*Dataset content*.
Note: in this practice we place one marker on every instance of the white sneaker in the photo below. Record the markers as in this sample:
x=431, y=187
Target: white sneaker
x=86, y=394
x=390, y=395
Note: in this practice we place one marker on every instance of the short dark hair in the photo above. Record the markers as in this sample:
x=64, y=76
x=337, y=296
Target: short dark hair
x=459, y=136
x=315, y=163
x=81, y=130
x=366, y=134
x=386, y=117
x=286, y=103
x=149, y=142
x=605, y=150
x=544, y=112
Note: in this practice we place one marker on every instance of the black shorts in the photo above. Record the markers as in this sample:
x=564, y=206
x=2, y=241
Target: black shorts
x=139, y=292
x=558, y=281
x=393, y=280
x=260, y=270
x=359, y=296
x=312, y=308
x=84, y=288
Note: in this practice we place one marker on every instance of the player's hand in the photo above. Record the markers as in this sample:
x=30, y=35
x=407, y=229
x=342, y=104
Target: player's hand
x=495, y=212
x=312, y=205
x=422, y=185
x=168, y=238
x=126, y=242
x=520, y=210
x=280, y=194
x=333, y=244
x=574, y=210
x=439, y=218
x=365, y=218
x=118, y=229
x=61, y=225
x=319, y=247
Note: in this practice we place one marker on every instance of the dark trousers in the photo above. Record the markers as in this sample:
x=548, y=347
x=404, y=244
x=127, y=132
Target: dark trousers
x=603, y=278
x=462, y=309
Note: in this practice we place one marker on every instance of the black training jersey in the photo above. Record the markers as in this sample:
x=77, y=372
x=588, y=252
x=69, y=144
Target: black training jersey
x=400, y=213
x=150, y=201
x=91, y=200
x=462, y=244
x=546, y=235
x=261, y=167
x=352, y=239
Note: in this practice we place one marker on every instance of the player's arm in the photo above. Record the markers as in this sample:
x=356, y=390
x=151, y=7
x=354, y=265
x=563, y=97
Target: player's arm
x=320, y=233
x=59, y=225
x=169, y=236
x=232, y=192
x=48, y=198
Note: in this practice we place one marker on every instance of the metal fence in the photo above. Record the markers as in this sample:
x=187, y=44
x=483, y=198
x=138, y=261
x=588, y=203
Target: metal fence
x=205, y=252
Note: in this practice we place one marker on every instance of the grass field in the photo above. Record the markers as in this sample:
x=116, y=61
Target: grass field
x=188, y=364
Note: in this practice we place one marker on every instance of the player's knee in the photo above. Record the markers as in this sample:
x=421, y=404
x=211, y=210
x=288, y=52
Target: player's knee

*Exercise brief*. Copy every one of the records above line for line, with no change to wording, numbers or order.

*Completed task*.
Note: in this practice we place one marker on every instance of the white sneaker in the photo below. Record the markers as in this sample:
x=431, y=187
Target: white sneaker
x=86, y=394
x=390, y=395
Note: in this practice we place one marker on every instance of the short dark hair in the photo above. Record the markers as in this sample:
x=64, y=76
x=337, y=296
Target: short dark hair
x=459, y=136
x=315, y=163
x=81, y=130
x=366, y=134
x=386, y=117
x=286, y=103
x=149, y=142
x=605, y=150
x=544, y=112
Note: in this practice we place one marker on every instance of the black shorts in the photo above. Record the markers as in this sample:
x=564, y=206
x=2, y=241
Target: black shorts
x=139, y=292
x=558, y=281
x=393, y=280
x=260, y=270
x=359, y=296
x=312, y=308
x=84, y=288
Note: in this practice we place one marker on every instance of the player's hand in the photo above. Record the markers as in this sample:
x=30, y=35
x=407, y=229
x=342, y=104
Target: player's hand
x=495, y=212
x=312, y=205
x=422, y=185
x=168, y=238
x=126, y=242
x=520, y=210
x=280, y=194
x=333, y=244
x=574, y=210
x=439, y=218
x=365, y=218
x=118, y=229
x=61, y=225
x=319, y=247
Note: in this practice we place one marker on every instance of the dark trousers in the photo above. Record the markers as in this sample:
x=548, y=347
x=404, y=244
x=127, y=132
Target: dark trousers
x=603, y=278
x=462, y=309
Note: in this practice we place one marker on every instance of the black training jersey in the photo above. Record the markers as in this sample:
x=77, y=372
x=588, y=252
x=69, y=144
Target: black training jersey
x=400, y=213
x=150, y=201
x=91, y=200
x=462, y=244
x=546, y=235
x=261, y=167
x=352, y=239
Note: in this practice we place one marker on every instance of the player's arm in the photo above. Record the markers as in this sample:
x=356, y=390
x=151, y=7
x=354, y=265
x=563, y=97
Target: player's arm
x=320, y=233
x=59, y=225
x=169, y=236
x=232, y=192
x=48, y=198
Note: in this practice we place one marker on every instance of the metal fence in the photo above. Record the markers as in this sample:
x=187, y=44
x=483, y=198
x=138, y=261
x=588, y=203
Target: metal fence
x=205, y=252
Note: in this practice we place one marker on every instance of the grass field in the photo above. Record the markers as in this sample:
x=116, y=61
Target: grass field
x=188, y=364
Note: in this practice we place one marker on every instance of the player's knee in the photo above. Record the markers as in this sample:
x=421, y=404
x=211, y=210
x=288, y=52
Target: player's knee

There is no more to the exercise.